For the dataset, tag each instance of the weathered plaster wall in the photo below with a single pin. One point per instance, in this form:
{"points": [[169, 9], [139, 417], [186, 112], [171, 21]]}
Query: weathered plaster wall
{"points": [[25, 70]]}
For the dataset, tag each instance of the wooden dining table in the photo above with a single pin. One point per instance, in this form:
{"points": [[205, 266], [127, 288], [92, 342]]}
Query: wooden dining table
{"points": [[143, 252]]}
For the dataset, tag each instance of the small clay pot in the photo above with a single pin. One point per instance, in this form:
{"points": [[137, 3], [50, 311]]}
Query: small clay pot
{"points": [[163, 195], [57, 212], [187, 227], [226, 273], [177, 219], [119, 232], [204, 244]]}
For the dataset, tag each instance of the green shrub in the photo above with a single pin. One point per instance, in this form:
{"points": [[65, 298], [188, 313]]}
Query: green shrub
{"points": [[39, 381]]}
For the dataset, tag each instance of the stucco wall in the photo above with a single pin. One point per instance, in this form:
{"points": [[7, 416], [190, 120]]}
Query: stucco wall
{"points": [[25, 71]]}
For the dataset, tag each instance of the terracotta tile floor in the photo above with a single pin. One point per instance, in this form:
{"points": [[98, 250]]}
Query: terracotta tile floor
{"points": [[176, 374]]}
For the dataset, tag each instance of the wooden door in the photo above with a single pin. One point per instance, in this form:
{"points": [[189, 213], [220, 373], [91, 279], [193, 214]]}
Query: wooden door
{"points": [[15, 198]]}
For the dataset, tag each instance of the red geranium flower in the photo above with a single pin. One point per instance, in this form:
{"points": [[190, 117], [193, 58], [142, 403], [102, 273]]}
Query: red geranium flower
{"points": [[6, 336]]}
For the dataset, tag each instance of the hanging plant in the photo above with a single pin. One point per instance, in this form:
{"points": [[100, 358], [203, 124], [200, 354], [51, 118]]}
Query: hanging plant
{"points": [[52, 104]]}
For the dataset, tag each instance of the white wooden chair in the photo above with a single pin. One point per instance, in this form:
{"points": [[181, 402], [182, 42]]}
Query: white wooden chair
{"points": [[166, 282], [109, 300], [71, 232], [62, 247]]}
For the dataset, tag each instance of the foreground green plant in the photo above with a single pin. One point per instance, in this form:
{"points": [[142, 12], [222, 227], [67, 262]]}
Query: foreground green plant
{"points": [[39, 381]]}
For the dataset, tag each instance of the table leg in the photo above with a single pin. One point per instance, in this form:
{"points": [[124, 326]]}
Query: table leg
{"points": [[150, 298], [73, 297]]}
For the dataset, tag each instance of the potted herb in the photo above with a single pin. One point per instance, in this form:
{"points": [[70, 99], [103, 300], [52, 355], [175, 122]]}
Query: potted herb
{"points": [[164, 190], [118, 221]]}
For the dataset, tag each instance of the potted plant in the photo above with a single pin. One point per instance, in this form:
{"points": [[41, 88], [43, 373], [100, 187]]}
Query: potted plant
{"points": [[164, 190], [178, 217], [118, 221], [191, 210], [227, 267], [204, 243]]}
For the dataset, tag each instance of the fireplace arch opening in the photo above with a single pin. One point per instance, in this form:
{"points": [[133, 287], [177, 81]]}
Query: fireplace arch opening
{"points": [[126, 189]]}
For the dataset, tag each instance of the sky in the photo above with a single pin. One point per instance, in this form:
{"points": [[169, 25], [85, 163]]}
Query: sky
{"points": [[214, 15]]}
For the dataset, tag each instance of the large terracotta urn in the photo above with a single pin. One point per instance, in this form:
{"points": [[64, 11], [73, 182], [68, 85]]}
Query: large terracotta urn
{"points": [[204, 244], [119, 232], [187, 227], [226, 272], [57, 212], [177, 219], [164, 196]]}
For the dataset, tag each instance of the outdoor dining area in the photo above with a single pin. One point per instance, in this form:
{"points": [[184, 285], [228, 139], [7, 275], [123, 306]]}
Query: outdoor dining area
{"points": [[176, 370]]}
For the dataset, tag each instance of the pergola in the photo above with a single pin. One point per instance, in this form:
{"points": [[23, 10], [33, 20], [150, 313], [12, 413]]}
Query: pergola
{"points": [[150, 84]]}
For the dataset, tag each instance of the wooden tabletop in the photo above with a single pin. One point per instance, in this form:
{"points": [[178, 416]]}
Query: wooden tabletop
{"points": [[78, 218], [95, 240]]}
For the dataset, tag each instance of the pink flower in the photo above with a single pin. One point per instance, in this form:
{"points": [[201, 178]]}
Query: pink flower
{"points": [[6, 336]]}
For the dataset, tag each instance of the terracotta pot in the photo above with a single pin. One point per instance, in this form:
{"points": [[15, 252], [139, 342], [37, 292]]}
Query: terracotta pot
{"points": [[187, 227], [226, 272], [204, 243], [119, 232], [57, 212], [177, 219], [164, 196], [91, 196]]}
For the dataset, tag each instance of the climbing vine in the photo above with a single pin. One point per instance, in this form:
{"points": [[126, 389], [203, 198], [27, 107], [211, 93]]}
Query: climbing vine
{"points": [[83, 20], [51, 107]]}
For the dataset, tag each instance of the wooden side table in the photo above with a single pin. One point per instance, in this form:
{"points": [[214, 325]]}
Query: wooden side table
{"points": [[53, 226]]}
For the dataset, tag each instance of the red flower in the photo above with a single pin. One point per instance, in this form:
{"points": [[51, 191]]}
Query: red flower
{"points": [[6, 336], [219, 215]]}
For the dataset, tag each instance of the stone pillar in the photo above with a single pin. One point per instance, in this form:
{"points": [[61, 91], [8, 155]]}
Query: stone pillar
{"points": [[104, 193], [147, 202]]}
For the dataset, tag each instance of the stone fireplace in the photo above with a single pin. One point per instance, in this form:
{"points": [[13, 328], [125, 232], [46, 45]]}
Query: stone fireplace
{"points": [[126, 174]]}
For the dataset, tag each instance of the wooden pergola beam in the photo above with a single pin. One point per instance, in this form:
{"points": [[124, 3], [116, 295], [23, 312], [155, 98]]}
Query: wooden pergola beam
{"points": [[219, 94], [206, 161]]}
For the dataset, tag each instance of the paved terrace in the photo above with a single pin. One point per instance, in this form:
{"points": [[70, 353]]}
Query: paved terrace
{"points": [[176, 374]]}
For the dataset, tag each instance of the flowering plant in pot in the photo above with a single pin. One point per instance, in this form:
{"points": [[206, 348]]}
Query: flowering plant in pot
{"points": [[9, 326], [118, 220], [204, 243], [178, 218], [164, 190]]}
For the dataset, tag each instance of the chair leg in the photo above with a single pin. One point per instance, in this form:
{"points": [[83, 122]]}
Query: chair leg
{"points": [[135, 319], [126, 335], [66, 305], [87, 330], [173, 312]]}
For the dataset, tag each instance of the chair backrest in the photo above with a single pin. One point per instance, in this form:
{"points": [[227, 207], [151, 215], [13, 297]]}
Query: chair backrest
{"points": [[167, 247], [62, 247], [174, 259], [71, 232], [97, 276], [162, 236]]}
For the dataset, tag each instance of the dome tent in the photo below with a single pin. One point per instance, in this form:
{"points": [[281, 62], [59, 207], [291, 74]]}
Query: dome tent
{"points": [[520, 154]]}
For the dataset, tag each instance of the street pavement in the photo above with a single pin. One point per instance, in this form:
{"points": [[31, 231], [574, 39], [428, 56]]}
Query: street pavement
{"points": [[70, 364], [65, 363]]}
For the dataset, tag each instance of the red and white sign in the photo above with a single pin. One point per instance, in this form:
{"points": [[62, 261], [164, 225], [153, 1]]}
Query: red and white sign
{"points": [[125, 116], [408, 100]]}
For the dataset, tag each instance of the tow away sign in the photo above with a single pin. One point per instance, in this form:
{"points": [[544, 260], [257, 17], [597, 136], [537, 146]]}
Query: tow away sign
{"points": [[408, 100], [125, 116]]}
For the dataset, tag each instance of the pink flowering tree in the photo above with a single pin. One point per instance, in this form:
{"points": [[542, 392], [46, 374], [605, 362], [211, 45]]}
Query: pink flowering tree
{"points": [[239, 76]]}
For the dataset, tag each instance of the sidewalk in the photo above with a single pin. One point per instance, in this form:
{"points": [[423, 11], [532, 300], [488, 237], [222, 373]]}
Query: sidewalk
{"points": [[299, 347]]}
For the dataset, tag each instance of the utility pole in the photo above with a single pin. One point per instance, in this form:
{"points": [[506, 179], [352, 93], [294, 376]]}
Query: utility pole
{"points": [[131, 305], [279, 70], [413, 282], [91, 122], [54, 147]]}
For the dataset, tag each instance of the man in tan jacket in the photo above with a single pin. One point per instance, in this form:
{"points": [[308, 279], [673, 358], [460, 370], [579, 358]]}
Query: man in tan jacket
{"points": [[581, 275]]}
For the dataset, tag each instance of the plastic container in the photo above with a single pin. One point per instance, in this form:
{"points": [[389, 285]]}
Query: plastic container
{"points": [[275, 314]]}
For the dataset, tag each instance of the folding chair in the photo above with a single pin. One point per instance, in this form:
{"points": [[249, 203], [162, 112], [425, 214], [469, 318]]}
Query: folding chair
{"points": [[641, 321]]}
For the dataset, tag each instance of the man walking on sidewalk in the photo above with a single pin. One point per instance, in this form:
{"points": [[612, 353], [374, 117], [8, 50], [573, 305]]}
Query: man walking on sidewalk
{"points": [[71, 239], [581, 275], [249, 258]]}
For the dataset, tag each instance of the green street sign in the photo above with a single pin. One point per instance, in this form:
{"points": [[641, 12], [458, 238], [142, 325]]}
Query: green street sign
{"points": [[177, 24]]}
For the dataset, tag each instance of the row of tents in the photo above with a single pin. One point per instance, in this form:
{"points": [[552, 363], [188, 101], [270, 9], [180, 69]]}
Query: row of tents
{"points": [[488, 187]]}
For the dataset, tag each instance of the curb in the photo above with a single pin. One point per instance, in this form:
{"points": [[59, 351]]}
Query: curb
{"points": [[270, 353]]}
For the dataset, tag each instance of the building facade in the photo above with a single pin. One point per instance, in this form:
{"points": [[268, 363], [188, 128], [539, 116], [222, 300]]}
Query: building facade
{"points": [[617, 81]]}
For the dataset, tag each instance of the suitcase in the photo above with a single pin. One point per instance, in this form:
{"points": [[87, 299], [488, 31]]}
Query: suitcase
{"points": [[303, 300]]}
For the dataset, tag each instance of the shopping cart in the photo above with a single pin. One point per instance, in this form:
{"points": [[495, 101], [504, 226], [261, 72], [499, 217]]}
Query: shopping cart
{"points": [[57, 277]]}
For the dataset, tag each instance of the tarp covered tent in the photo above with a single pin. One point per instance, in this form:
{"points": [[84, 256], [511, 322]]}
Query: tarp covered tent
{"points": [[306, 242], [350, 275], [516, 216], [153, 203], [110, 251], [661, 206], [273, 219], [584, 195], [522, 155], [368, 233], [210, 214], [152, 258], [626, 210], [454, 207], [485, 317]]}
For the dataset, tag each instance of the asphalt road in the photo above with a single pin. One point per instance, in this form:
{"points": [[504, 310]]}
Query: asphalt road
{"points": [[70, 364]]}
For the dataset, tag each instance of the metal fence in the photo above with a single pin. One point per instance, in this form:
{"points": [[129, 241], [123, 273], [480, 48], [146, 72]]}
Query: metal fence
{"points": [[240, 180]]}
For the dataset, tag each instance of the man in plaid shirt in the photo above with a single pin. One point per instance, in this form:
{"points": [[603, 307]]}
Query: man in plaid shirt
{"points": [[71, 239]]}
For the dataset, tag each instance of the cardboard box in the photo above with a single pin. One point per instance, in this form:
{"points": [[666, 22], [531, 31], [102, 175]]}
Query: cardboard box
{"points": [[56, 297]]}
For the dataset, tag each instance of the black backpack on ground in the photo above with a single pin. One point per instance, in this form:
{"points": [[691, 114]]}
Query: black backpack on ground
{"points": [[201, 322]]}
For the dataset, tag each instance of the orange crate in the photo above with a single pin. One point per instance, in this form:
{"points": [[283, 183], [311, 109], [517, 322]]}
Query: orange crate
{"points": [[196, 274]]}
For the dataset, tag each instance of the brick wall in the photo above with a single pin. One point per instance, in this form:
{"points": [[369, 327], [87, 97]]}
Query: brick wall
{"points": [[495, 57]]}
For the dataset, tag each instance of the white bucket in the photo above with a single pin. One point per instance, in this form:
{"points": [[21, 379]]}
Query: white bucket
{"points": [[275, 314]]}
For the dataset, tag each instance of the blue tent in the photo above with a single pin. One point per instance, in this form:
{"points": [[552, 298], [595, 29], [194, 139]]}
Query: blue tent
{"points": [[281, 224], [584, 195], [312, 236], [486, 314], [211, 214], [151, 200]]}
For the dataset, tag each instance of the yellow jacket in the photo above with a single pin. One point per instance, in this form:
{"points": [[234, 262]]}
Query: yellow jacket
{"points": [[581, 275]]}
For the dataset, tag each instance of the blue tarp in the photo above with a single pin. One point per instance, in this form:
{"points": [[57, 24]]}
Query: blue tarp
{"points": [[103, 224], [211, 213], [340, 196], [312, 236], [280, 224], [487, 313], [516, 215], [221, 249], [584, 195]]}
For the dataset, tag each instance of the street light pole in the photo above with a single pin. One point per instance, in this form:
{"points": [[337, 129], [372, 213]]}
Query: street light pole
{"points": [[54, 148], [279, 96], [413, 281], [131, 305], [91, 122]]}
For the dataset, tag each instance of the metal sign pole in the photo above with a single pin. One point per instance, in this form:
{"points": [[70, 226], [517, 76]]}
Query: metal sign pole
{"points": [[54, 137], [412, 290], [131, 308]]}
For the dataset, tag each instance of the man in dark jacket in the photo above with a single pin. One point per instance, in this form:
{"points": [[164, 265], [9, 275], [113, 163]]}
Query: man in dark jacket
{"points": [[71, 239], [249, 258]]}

━━━━━━━━━━━━━━━━━━━━━━━━━━━━━━

● EXERCISE PROMPT
Begin with the line containing "For the dataset, tag each instance of the metal sign" and repeat each line exactly until the records above end.

● RESPONSE TO THIS EXERCISE
For the dataset, tag each instance of the metal sign pole in the photo above with a single pin. One point per instance, in this form:
{"points": [[70, 226], [517, 76]]}
Query: metal sign pole
{"points": [[54, 137], [412, 290], [131, 308]]}
For the dataset, tag each instance of the man in dark jacket in the photo above with a single pin. One point per instance, in this form:
{"points": [[164, 265], [9, 275], [113, 163]]}
Query: man in dark jacket
{"points": [[71, 239], [249, 258]]}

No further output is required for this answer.